◆ Tareas propuestas ◆
- A) Según el texto sobre el confinamiento y las redes, ¿cuántas semanas de confinamiento lleva quien escribe?
- B) Indica si cada afirmación concuerda con el texto sobre el confinamiento y las redes, y cita las palabras que lo deciden: (i) Quien escribe se muestra cada noche ante un público. (ii) El autorretrato en el baño de espuma salió igual que la imagen imitada. (iii) La mayoría de las publicaciones difundidas tiene un aroma agradable.
- C) Prosigue el texto sobre el confinamiento y las redes a partir de su última frase.

El artículo tomaba ese argumento como inició y me ha dado por pensar (mala cosa cuando estás 3 semanas confinada).

Es cierto que la funcionalidad de las redes se ha encumbrado en este encierro paralelamente al nivel de aroma repugnante de la mayoría de las publicaciones que se difunden.

Y no obstante, aquí estamos. Aquí estoy yo cada noche, ante un público al que abro mis opiniones y, sobretodo, mis emociones en este enclaustramiento. Algún día incluso me expongo físicamente con autorretratos que grabo leyendo, haciendo ejercicio, viendo el horizonte…incluso imitando una preciosa imagen que vi, intenté captar una bucólica imagen personal de igual modo, tomando un baño de espuma. Desde luego, el resultado no fue el mismo, pero realmente, ¿qué pretendía?

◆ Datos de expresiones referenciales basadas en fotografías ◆
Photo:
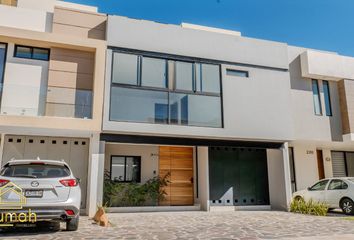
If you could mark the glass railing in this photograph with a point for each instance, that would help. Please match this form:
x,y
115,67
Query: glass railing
x,y
154,106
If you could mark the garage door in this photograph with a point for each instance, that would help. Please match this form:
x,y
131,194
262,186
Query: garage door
x,y
73,151
338,164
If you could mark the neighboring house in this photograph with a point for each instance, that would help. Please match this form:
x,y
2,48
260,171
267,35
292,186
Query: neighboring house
x,y
236,121
52,57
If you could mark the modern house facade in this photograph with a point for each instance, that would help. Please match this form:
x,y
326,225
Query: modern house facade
x,y
231,121
52,56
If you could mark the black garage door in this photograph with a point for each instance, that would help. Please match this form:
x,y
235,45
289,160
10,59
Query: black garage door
x,y
238,176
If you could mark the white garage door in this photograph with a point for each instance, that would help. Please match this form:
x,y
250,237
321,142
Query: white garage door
x,y
338,164
73,151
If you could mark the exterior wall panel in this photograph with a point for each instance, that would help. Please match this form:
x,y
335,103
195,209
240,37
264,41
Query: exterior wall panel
x,y
79,23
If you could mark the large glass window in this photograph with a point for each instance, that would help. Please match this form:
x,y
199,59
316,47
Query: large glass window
x,y
125,168
192,98
195,110
153,72
327,98
125,68
316,97
138,105
184,75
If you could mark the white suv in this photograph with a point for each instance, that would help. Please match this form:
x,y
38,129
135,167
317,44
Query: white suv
x,y
50,188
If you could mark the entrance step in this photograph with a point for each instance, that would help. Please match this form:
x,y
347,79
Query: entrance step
x,y
154,209
240,208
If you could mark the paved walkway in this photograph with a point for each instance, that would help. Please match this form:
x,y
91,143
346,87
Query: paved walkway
x,y
202,225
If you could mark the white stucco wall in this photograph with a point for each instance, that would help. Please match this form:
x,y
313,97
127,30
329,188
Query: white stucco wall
x,y
203,177
307,125
25,86
276,179
306,170
327,163
42,5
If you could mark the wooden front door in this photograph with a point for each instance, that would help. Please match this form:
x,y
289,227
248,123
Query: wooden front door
x,y
320,165
178,163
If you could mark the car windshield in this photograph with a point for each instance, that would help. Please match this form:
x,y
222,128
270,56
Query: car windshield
x,y
35,171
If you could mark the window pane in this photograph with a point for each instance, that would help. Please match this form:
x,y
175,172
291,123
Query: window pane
x,y
125,68
132,169
137,105
153,72
23,52
316,98
184,76
208,78
327,98
2,61
117,168
40,54
195,110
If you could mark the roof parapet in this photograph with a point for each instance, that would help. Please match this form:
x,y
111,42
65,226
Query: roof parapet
x,y
211,29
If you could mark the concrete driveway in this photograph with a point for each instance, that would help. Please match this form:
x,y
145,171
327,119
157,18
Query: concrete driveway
x,y
203,225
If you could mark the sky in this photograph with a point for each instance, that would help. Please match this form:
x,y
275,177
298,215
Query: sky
x,y
318,24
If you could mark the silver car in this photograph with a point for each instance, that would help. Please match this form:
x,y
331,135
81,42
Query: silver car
x,y
49,187
335,192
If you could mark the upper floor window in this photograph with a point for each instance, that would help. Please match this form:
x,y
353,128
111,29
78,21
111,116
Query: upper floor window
x,y
32,53
327,98
160,90
316,97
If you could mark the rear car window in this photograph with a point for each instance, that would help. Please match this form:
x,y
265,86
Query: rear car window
x,y
35,171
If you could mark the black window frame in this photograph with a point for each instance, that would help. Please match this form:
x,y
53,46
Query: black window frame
x,y
328,93
169,89
229,72
31,49
125,168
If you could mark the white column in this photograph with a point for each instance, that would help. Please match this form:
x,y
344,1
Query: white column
x,y
203,177
287,177
2,143
95,175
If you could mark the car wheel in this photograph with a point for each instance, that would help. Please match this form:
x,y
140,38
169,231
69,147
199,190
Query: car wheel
x,y
72,224
347,206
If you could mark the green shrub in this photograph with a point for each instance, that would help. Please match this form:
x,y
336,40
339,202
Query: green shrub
x,y
310,207
118,194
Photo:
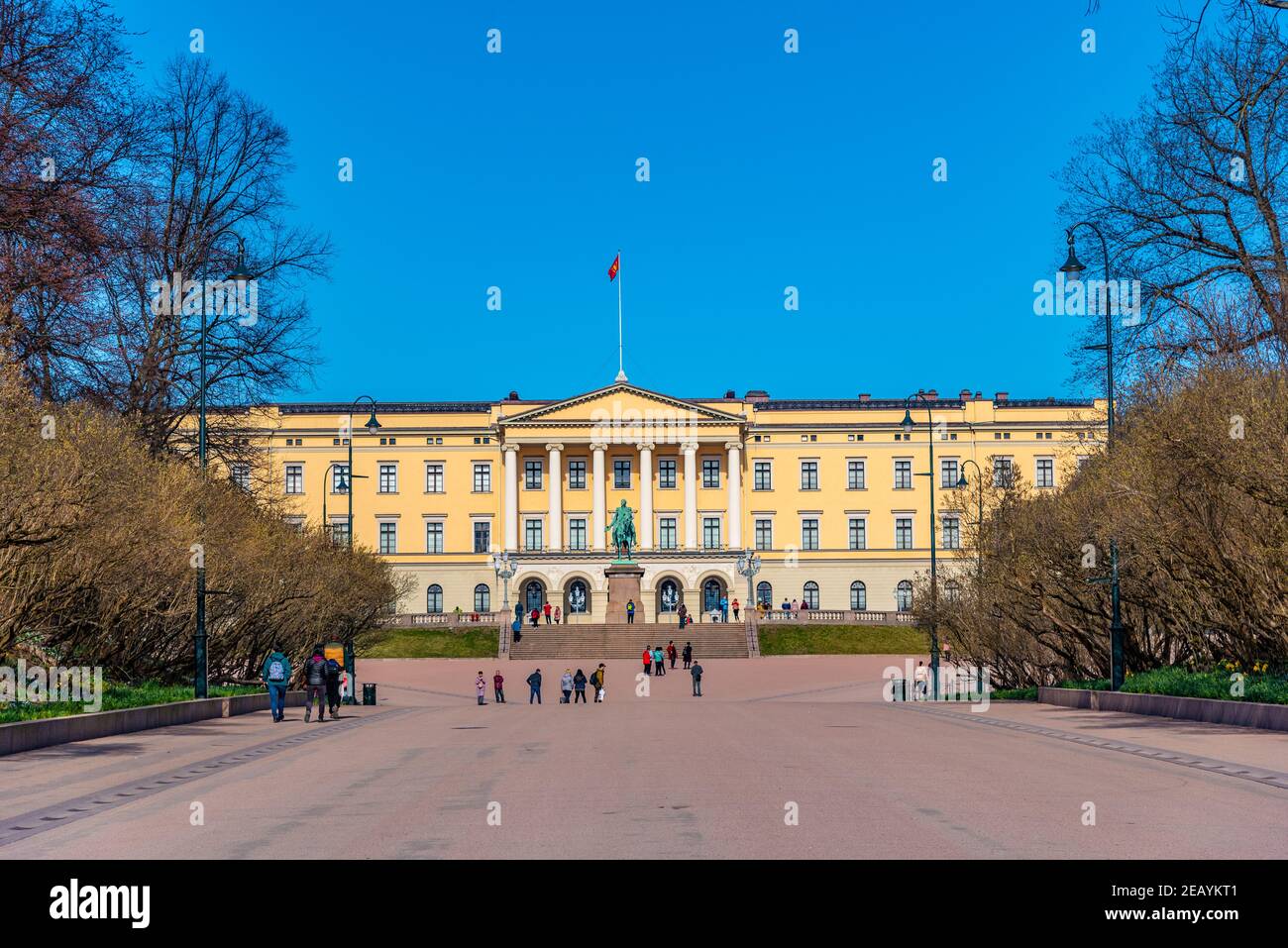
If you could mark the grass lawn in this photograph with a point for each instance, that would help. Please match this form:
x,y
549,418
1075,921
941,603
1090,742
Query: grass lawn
x,y
816,639
429,643
115,698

◆ Respuestas del ejercicio ◆
- A) Tres semanas.

- B)
(i) Sí: "Aquí estoy yo cada noche, ante un público".
(ii) No: "el resultado no fue el mismo".
(iii) No: "nivel de aroma repugnante de la mayoría de las publicaciones".

- C)
¿Pertenezco ya de forma inconsciente a ese colectivo sumido en eso que se denomina exhibicionismo social? ¿Me habré contagiado del postureo que prolifera estos días un poco más en las redes?

Yo, que me caracterizo por evitar las fotografías con la excusa de ser poco fotogénica, ¿por qué me autorretrato y me expongo en redes?

Y ¿Qué sentido tiene este diario?

Sinceramente, comienzo a tener dudas sobre la idoneidad de seguir con esta desnudez y con seguir mostrando imágenes personales y retratos de ayer e incluso de hoy…

Yo nunca pretendí escribir para nadie, aunque he de reconocer que, desde que recuerdo escribo, aunque mi objetivo era escribir para alguien, un alguien que era solo yo. De hecho hace ya algún tiempo, en mi antiguo blog, reflexionaba sobre las ventajas de publicitar mis escritos o no.

Por ejemplo, cuando yo escribo en este “CaraLibro”, no imagino al receptor. Cuando comienzan a desbordarse las palabras casi sin control, estas no tienen dueño. Ni tan siquiera son mías. Son emociones o pensamientos dirigidos e incluso lanzados por ese uno mismo que siempre nos acompaña, que a veces llora y ríe de forma inconsciente, ese duende que se rebela, ama y piensa cuándo, cómo y a quien le viene en gana, dejando la mayoría de ocasiones nula capacidad de poder domesticarlo de forma racional.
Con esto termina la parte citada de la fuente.